Travail à faire:
1. Recopiez à l’identique les enregistrements, depuis leur tout début jusqu’à la ligne contenant « 72L243 69L236 69L234 », les deux bornes étant comprises. Laissez les images de côté dans votre réponse.
2. Poursuivez, s’il vous plaît, le texte sur la séparation des Églises et de l’État à partir de l’endroit où il s’arrête.

Texte fourni:
○ ○ ○ ○ ○ ○ ○
Selon lui, cette initiative est même « contraire au principe de séparation des Églises et de l‘État, plus précisément de non-ingérence réciproque entre les Églises et l’État » et « s‘écarte tant du texte que de l’esprit de la loi de 1905 [sur la laïcité] ».
Une prise de position largement partagée sur les réseaux sociaux.
La non-ingérence de l’État dans le culte est d’autant plus essentielle, toujours selon Mehmet Saygin, qu’elle permet également que « les institutions cultuelles ne s’ingèrent pas dans l’élaboration des lois civiles. Chacun doit donc "se mêler de ses affaires", rester dans sa sphère de compétences », conclut-il.
○ ○ ○ ○ ○ ○ ○
Enregistrements de contours de régions nommées
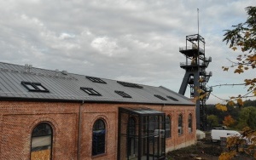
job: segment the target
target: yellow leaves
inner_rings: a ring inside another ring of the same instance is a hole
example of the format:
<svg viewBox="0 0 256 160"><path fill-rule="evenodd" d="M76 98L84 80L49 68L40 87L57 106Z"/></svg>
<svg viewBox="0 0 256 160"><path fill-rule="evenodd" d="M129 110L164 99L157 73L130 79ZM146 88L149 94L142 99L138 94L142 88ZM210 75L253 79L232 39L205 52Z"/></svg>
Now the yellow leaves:
<svg viewBox="0 0 256 160"><path fill-rule="evenodd" d="M239 98L239 99L237 99L236 100L237 100L237 103L240 105L240 106L243 106L243 101L242 101L242 100L241 99L241 98Z"/></svg>
<svg viewBox="0 0 256 160"><path fill-rule="evenodd" d="M256 96L256 89L253 92L253 95Z"/></svg>
<svg viewBox="0 0 256 160"><path fill-rule="evenodd" d="M232 47L231 49L232 49L234 51L237 49L236 47Z"/></svg>
<svg viewBox="0 0 256 160"><path fill-rule="evenodd" d="M229 67L226 66L222 66L222 69L224 71L229 71Z"/></svg>
<svg viewBox="0 0 256 160"><path fill-rule="evenodd" d="M228 111L226 106L221 105L221 104L219 104L219 103L218 103L218 104L215 106L215 107L216 107L216 109L220 110L220 111Z"/></svg>
<svg viewBox="0 0 256 160"><path fill-rule="evenodd" d="M226 116L224 117L224 120L223 121L223 123L229 127L235 123L235 119L230 115Z"/></svg>
<svg viewBox="0 0 256 160"><path fill-rule="evenodd" d="M230 106L234 106L236 104L233 100L230 100L227 105Z"/></svg>
<svg viewBox="0 0 256 160"><path fill-rule="evenodd" d="M243 72L243 69L236 69L234 73L238 73L238 74L241 74Z"/></svg>

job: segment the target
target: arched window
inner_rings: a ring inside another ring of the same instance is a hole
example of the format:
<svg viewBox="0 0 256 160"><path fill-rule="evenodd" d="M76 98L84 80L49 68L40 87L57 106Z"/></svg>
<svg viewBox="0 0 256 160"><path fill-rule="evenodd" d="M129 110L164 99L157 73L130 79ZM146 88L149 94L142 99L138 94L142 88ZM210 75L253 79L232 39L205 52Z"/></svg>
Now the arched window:
<svg viewBox="0 0 256 160"><path fill-rule="evenodd" d="M106 127L102 119L98 119L93 125L92 131L92 156L105 152Z"/></svg>
<svg viewBox="0 0 256 160"><path fill-rule="evenodd" d="M171 137L171 117L170 116L167 116L166 117L166 138L170 138Z"/></svg>
<svg viewBox="0 0 256 160"><path fill-rule="evenodd" d="M191 133L193 131L192 129L192 114L190 113L189 115L189 133Z"/></svg>
<svg viewBox="0 0 256 160"><path fill-rule="evenodd" d="M130 117L127 125L127 149L129 157L134 157L137 154L136 135L136 119L135 117Z"/></svg>
<svg viewBox="0 0 256 160"><path fill-rule="evenodd" d="M32 133L31 160L51 159L52 128L47 123L37 125Z"/></svg>
<svg viewBox="0 0 256 160"><path fill-rule="evenodd" d="M181 135L181 134L183 134L183 115L182 114L180 114L180 115L178 115L178 120L177 120L177 132L178 132L178 134L179 135Z"/></svg>

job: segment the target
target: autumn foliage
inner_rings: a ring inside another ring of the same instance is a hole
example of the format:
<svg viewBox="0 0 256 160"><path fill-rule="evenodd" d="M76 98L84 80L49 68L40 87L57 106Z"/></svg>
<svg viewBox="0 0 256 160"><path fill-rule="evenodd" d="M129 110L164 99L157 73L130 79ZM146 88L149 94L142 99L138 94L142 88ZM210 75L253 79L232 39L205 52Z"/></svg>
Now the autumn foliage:
<svg viewBox="0 0 256 160"><path fill-rule="evenodd" d="M224 71L228 71L230 67L235 68L234 73L242 74L249 70L256 68L256 7L249 6L246 8L247 19L244 23L233 26L232 30L226 30L223 41L230 44L230 48L239 52L236 60L231 61L232 66L223 66ZM256 75L253 73L253 75ZM234 106L235 102L241 107L243 106L243 98L256 96L256 77L246 78L242 83L247 87L247 94L245 95L237 95L230 97L227 100L227 105ZM218 106L220 109L224 108L222 105ZM246 123L250 123L255 117ZM223 122L227 124L232 123L231 117L224 117ZM234 122L233 122L234 123ZM239 152L247 153L256 159L256 130L255 129L245 128L240 137L233 136L227 139L227 147L229 151L224 152L219 156L219 160L232 159Z"/></svg>
<svg viewBox="0 0 256 160"><path fill-rule="evenodd" d="M223 123L225 126L230 127L235 123L235 119L230 115L226 116L223 121Z"/></svg>

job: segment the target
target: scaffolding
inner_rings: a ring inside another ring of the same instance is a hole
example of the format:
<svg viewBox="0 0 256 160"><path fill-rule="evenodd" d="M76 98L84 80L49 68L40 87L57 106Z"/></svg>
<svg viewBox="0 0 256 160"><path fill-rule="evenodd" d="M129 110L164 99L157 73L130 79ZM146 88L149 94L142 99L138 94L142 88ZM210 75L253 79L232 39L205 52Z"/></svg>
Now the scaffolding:
<svg viewBox="0 0 256 160"><path fill-rule="evenodd" d="M186 36L186 46L180 47L179 52L186 57L180 67L186 71L179 94L184 95L187 87L190 88L190 98L196 100L196 129L207 129L207 104L212 88L207 83L212 76L212 71L206 71L212 57L205 56L205 39L199 34Z"/></svg>

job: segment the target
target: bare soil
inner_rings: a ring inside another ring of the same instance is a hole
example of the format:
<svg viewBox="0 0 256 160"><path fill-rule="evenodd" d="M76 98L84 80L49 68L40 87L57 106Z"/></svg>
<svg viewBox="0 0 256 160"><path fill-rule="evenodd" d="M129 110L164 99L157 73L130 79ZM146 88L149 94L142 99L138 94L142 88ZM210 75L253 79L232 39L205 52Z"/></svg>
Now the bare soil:
<svg viewBox="0 0 256 160"><path fill-rule="evenodd" d="M227 147L221 146L220 143L212 142L210 134L207 133L206 138L197 140L195 145L170 151L166 157L168 160L218 160L220 154L227 151ZM242 153L238 154L233 159L253 160L252 157Z"/></svg>

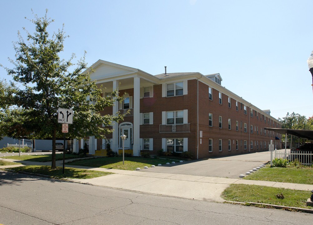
○ ○ ○ ○ ○ ○ ○
Réponses attendues:
1.
job: segment the target
target: yellow leaves
inner_rings: a ring inside another ring of the same instance is a hole
example of the format:
<svg viewBox="0 0 256 160"><path fill-rule="evenodd" d="M76 98L84 80L49 68L40 87L57 106Z"/></svg>
<svg viewBox="0 0 256 160"><path fill-rule="evenodd" d="M129 110L164 99L157 73L130 79ZM146 88L149 94L142 99L138 94L142 88ZM210 75L253 79L232 39L205 52Z"/></svg>
Now the yellow leaves:
<svg viewBox="0 0 256 160"><path fill-rule="evenodd" d="M239 98L239 99L237 99L236 100L237 100L237 103L240 105L240 106L243 106L243 101L242 101L242 100L241 99L241 98Z"/></svg>
<svg viewBox="0 0 256 160"><path fill-rule="evenodd" d="M256 96L256 89L253 92L253 95Z"/></svg>
<svg viewBox="0 0 256 160"><path fill-rule="evenodd" d="M232 47L231 49L232 49L234 51L237 49L236 47Z"/></svg>
<svg viewBox="0 0 256 160"><path fill-rule="evenodd" d="M229 67L226 66L222 66L222 69L224 71L229 71Z"/></svg>
<svg viewBox="0 0 256 160"><path fill-rule="evenodd" d="M228 111L226 106L221 105L221 104L219 104L219 103L218 103L218 104L215 106L215 107L216 107L216 109L220 110L220 111Z"/></svg>
<svg viewBox="0 0 256 160"><path fill-rule="evenodd" d="M226 116L224 117L224 120L223 121L223 123L229 127L235 123L235 119L230 115Z"/></svg>
<svg viewBox="0 0 256 160"><path fill-rule="evenodd" d="M230 106L234 106L236 104L233 100L230 100L227 105Z"/></svg>
<svg viewBox="0 0 256 160"><path fill-rule="evenodd" d="M243 72L243 69L236 69L234 73L238 73L238 74L241 74Z"/></svg>

2.
L’islam a déjà fait l’objet en France de plusieurs tentatives d’organisation successives sous la houlette des différents ministres de l’Intérieur depuis le début des années 1990 : Pierre Joxe, qui a établi en novembre 1989 un bureau des cultes au sein du ministère de l’Intérieur réunissant notamment une commission de six « sages » musulmans, laquelle est devenue le « Conseil de réflexion sur l’islam de France » ; Jean-Pierre Chevènement, actuel président de la Fondation de l’islam de France, qui a proposé en 1997 la création d’une université destinée aux imams ; Nicolas Sarkozy, qui a créé le Conseil français du culte musulman en 2003.
Si la structuration de l’islam en France est critiquée par certains, d’autres voix approuvent la démarche d’Emmanuel Macron. Ainsi de l’islamologue Ghaleb Bencheickh, qui a indiqué dans une interview accordée à France Info que l’initiative du président français était « légitime » et « nécessaire » pour une organisation saine de l’islam en France.